### TASK DETAILS:
Everything before the line containing "Question. The photo above holds the brown" stays out; print that line and all lines below it through the last, exactly.

### MATERIAL PROVIDED:
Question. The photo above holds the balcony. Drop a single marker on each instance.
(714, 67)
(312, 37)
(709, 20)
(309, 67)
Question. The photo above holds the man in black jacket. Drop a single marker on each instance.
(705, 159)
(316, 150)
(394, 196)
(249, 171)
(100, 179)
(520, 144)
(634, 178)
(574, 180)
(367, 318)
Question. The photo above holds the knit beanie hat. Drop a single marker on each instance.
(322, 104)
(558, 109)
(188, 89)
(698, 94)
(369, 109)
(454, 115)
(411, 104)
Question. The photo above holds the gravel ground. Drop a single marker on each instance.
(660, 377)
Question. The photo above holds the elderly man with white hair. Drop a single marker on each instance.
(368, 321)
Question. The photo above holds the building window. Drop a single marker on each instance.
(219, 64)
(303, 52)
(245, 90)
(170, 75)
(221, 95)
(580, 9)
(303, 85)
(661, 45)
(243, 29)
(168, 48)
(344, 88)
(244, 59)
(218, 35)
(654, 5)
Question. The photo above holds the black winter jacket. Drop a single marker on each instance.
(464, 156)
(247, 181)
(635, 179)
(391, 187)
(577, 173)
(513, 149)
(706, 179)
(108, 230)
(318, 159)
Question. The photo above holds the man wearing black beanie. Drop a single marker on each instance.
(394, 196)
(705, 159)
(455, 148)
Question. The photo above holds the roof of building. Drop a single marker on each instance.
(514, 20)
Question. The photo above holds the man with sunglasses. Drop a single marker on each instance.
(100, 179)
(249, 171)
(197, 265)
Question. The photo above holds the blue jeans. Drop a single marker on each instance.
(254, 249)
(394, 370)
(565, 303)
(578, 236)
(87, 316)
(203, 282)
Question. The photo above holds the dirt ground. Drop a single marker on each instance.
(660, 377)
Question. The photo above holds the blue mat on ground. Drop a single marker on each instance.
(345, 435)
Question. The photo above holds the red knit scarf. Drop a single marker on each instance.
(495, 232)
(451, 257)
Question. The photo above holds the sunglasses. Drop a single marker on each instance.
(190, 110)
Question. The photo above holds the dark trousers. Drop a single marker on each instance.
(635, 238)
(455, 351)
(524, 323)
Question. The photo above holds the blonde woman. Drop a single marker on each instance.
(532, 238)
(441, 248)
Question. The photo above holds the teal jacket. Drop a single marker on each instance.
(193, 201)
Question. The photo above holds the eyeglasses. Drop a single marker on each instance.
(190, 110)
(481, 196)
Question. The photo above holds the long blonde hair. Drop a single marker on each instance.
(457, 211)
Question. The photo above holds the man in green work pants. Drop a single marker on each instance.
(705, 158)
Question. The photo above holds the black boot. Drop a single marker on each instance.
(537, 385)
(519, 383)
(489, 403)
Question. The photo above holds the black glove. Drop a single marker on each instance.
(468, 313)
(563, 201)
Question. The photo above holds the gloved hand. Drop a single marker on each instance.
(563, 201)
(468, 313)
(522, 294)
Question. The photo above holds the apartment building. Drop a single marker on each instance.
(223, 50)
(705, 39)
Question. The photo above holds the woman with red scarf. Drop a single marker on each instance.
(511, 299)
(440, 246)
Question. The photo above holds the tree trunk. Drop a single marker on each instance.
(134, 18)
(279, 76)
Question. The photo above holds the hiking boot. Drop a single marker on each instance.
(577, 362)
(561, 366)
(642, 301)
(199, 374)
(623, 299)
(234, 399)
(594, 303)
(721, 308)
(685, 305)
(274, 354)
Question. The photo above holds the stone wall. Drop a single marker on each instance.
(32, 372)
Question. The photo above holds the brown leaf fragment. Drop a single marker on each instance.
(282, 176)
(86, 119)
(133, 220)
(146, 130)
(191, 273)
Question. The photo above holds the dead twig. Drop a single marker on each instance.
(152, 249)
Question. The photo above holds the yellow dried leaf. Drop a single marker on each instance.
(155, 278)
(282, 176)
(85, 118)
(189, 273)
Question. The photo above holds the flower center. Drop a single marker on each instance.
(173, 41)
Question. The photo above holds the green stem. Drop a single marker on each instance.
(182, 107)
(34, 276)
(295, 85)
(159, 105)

### RESPONSE FOR THIS EXERCISE:
Question. The photo above holds the brown leaf fragment. Drop a single marker on each instance.
(282, 176)
(86, 119)
(133, 220)
(146, 130)
(191, 273)
Question. The photo above holds the dead twig. Drop a single marker on each instance.
(152, 249)
Question. The photo above holds the yellow dried leaf. Drop a single marker on each instance.
(155, 278)
(282, 176)
(85, 118)
(189, 273)
Question. The photo above holds the flower center. Drop a single marker on each instance.
(173, 41)
Question. The photo above holds the green stem. Drop a single marker on each instance.
(182, 107)
(34, 276)
(295, 85)
(159, 105)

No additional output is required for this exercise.